■ Selected text:
· · · · · · ·

Bytes [2:0] of the byte address are used as the offset from the first byte of the first read row. The value starts at byte offset and ends after length bytes. In this example, the offset is equal to 6, and the length is equal to 6. Hence, the value is from bytes 6 to 11 of the read rows. The filtering module extracts the value from the read rows and writes it into parallel output buffers. Note that decoding fixed-length data types is a special case of variable-length decoding where the output bit width of all values is the same. Therefore, NASCENT2 parallelizes the operations and decodes multiple input keys per cycle.

4 Experimental Results

4.1 Experimental Setup

We implement the dictionary decoder, sort, and shuffle kernels on the FPGA available on SmartSSD to evaluate the efficiency of NASCENT2. Each SmartSSD consists of a 4-TB SSD directly connected to a Kintex UltraScale+ FPGA, XCKU15P, through a PCIe Gen3 x4 bus. Table 1 summarizes the available resources of SmartSSD. In this table, D2FPGA BW stands for DRAM-to-FPGA bandwidth, and S2FPGA BW indicates the SSD-to-FPGA bandwidth (the bandwidths are also shown in Figure 2). The table also shows the resource utilization of each kernel. NASCENT2 kernels are written in C++ and optimized to deliver high performance. The kernels are synthesized using the Vivado High-Level Synthesis (HLS) tool and integrated with the host code using Xilinx Vitis Accel 2019.2. The host code is written in OpenCL, which is responsible for initiating the kernels and passing the tables’ location in the storage. The SmartSSD FPGA has a P2P communication with the SSD, and all communications between the storage and the FPGA will happen internally without involving the host. To measure the performance of the entire database sort and also individual kernels, we used OpenCL event profiling. We report end-to-end execution times, including the P2P communication between the FPGA and the SSD in the SmartSSD to transfer the data, and the computation time, unless otherwise stated. To evaluate the energy efficiency of NASCENT2, we measure the power consumption of the FPGA, including its off-chip DRAM, without including the power of SSD since we use the same SSD for all deployments.

· · · · · · ·

■ Written instruction 1: Name every kernel that the NASCENT2 passage says was implemented on the SmartSSD FPGA.
The entries have nothing to do with the NASCENT2 passage.

■ Supplied records:
· · · · · · ·

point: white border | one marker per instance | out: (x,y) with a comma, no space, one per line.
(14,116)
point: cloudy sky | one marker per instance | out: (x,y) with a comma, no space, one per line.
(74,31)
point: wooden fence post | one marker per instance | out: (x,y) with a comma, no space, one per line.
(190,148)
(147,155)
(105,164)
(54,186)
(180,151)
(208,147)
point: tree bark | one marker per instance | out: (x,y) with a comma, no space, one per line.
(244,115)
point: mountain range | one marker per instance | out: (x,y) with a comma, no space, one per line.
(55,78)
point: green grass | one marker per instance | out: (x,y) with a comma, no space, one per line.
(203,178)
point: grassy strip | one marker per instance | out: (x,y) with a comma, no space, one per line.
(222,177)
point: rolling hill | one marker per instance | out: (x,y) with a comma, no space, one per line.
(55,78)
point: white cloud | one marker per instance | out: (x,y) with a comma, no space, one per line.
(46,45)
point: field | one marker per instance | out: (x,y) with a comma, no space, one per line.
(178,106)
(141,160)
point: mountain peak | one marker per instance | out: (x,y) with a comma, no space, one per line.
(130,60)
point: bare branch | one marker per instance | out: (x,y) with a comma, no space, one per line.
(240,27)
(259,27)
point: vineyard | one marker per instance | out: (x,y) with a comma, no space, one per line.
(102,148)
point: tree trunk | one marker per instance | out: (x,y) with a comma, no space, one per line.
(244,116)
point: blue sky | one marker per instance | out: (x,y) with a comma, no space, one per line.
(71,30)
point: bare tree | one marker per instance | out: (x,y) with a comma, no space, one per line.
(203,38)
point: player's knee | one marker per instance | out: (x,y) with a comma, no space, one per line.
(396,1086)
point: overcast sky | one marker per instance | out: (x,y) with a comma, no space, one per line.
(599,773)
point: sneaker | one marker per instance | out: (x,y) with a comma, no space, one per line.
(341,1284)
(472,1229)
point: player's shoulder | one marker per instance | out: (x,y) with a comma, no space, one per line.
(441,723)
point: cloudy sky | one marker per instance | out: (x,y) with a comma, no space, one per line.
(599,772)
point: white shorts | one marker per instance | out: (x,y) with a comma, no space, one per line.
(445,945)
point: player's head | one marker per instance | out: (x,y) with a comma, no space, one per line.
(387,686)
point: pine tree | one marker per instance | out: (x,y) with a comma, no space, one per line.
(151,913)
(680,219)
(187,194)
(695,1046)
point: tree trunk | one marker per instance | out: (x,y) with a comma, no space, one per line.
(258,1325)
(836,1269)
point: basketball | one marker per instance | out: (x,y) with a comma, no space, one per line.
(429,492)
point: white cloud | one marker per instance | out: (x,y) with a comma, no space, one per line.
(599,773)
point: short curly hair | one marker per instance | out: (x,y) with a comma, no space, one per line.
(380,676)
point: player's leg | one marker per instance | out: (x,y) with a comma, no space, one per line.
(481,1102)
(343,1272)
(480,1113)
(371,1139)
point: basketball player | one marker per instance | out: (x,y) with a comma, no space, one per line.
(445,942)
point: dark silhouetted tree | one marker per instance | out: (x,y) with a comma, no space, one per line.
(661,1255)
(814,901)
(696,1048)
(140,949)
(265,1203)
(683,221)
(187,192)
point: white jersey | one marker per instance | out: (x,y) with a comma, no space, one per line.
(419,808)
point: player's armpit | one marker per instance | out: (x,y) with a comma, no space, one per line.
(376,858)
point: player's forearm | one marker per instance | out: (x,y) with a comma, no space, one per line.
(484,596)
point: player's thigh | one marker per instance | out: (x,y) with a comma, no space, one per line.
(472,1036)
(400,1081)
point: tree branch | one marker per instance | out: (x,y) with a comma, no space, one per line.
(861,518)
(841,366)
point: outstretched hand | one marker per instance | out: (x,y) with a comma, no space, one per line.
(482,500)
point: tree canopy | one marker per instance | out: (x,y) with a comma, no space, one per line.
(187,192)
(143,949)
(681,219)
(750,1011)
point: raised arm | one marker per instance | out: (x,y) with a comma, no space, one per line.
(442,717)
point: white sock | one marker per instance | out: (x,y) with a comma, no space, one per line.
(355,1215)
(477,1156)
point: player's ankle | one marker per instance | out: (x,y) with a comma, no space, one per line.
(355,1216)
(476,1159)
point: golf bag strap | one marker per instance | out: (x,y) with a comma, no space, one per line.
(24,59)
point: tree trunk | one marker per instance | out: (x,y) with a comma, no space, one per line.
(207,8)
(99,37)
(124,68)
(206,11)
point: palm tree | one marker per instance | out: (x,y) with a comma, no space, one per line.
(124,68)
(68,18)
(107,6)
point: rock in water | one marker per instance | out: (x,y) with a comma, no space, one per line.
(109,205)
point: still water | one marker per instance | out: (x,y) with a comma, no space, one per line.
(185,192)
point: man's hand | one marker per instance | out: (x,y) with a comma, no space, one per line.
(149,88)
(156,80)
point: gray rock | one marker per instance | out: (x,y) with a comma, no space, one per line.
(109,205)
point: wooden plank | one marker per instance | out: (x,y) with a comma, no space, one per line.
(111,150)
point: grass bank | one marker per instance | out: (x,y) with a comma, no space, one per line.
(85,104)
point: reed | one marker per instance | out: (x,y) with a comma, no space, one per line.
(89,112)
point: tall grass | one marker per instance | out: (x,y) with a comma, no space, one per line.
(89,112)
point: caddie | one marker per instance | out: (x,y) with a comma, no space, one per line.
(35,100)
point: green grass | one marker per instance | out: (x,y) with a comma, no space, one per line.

· · · · · · ·

■ Written instruction 2: Reproduce the entries word for word, starting at the line that contains "point: grass bank" and ending at the last line of the entries, with both ends included.

■ Problem solution 1:
dictionary decoder
sort
shuffle

■ Problem solution 2:
point: grass bank | one marker per instance | out: (x,y) with a comma, no space, one per line.
(85,104)
point: reed | one marker per instance | out: (x,y) with a comma, no space, one per line.
(89,112)
point: tall grass | one marker per instance | out: (x,y) with a comma, no space, one per line.
(89,112)
point: caddie | one marker per instance | out: (x,y) with a comma, no space, one per line.
(35,100)
point: green grass | one marker per instance | out: (x,y) with a comma, no space, one per line.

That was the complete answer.